(DIRECTIONS): From the entries that follow, copy each line in which "blade" appears.

+ + + +

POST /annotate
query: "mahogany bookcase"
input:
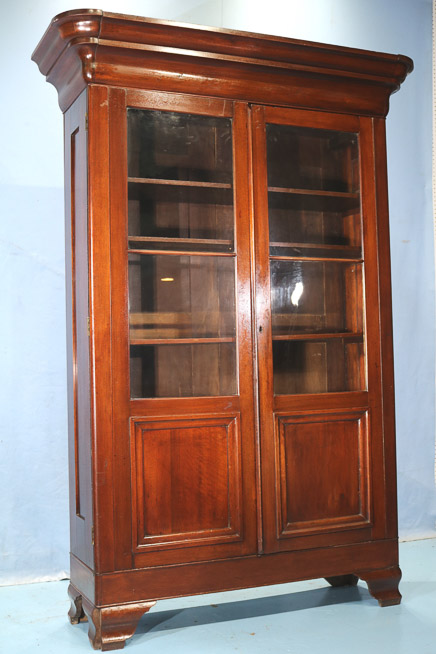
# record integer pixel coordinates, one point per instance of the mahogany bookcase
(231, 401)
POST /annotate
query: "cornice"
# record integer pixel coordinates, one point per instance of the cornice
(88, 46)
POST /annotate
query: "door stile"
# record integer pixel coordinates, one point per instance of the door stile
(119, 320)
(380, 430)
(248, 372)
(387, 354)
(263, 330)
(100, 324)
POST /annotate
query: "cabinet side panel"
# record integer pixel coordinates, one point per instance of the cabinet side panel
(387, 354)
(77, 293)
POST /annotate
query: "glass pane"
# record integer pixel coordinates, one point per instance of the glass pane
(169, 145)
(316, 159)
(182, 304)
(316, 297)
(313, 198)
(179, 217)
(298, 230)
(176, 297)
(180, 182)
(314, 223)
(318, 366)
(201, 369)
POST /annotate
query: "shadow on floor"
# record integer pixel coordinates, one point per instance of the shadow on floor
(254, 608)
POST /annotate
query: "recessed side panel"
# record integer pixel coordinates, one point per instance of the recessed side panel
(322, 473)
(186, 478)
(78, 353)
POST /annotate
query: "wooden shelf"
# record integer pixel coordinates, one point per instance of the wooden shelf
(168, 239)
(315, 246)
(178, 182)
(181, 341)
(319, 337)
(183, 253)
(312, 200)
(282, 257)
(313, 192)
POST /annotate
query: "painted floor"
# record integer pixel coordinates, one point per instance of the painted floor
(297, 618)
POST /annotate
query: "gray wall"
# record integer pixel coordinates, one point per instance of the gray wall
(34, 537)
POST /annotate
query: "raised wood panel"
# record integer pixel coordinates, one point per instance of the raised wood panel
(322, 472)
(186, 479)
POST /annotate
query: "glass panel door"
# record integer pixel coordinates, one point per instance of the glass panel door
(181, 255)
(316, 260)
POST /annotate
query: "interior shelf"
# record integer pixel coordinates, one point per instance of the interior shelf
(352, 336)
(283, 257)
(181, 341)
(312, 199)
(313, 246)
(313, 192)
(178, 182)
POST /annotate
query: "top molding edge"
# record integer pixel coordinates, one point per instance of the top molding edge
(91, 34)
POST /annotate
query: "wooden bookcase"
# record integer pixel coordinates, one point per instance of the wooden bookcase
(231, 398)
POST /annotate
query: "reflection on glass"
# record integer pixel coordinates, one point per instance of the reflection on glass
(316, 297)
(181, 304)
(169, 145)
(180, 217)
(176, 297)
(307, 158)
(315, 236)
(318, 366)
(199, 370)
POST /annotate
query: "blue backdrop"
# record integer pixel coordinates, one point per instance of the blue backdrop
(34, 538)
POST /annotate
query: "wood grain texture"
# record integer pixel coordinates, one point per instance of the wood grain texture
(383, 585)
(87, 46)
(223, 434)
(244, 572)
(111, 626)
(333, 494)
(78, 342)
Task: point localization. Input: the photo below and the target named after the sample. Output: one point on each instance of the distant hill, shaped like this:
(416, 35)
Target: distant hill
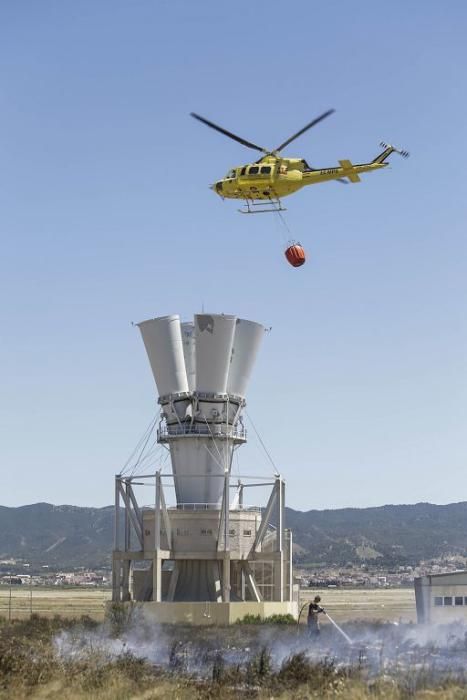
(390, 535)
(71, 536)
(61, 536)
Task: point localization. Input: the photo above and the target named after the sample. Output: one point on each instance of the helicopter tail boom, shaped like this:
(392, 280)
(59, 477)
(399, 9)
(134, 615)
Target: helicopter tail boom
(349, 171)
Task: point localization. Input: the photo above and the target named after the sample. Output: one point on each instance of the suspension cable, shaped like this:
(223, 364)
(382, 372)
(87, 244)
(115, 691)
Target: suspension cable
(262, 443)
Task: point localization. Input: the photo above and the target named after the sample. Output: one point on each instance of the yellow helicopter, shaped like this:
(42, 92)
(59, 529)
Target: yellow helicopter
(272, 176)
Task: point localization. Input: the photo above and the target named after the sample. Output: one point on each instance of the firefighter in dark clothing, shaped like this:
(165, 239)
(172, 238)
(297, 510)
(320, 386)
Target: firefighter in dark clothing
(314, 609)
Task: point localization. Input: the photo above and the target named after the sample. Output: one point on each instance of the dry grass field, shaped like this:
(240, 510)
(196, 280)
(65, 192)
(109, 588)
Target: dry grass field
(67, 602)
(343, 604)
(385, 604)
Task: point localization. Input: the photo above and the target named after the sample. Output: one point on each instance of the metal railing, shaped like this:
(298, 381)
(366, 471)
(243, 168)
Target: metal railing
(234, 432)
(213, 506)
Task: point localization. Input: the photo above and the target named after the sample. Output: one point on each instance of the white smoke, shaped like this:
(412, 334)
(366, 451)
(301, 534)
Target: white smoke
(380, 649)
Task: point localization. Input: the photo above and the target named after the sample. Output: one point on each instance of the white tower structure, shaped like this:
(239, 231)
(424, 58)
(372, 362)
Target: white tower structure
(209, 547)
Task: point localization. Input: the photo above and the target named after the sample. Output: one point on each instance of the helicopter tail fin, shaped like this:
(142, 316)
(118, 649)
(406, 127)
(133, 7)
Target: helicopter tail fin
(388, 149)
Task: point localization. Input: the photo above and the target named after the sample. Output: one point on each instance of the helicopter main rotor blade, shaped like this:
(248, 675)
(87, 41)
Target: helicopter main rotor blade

+ + + +

(YOUR SOLUTION):
Task: point localization. Input: the photo above and the target named after the sample. Output: one point on each instance of the helicopter main rotor blade, shaped like this:
Target: helicopter main rotor blade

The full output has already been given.